### Jobs
**A)** In the financial literacy excerpt, which company has the state partnered with for the online tutorial?
**B)** Reproduce the part of the financial literacy excerpt that opens with the words containing "OK, we kid." and closes with "payday loan gambit.".

### Selected extract

____________________

But just as the zeitgeisty “KonMari Method” advises that people should rid themselves of any item that does not “spark joy,” so, too, does Davidson advocate getting your personal finances in order by, among other helpful hints, suggesting you save by reevaluating what you really need. Can a TV show for our silver-haired state bean counter be far behind? Will there be Davidson memes sprouting up on Twitter and Instagram?
OK, we kid. But Davidson, through the State Treasurer’s website, is trying to promote financial literacy and save people a few bucks. He’s launched an online tutorial (http://bit.ly/2ThWj9q) broken into bite-sized nuggets of knowledge, offered in Spanish and English. The state has partnered with Everfi, an educational technology firm out of Washington, D.C., to cover such nettlesome money worries as building an emergency savings fund, improving your credit score, protecting your identity and the hazards of debt in its multifarious forms, including the exploitative payday loan gambit.

____________________

### Information provided
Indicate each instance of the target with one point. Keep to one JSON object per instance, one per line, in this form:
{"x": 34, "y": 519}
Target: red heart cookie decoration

____________________

### Results of the exercise
**A)** Everfi, an educational technology firm out of Washington, D.C.

**B)**
OK, we kid. But Davidson, through the State Treasurer’s website, is trying to promote financial literacy and save people a few bucks. He’s launched an online tutorial (http://bit.ly/2ThWj9q) broken into bite-sized nuggets of knowledge, offered in Spanish and English. The state has partnered with Everfi, an educational technology firm out of Washington, D.C., to cover such nettlesome money worries as building an emergency savings fund, improving your credit score, protecting your identity and the hazards of debt in its multifarious forms, including the exploitative payday loan gambit.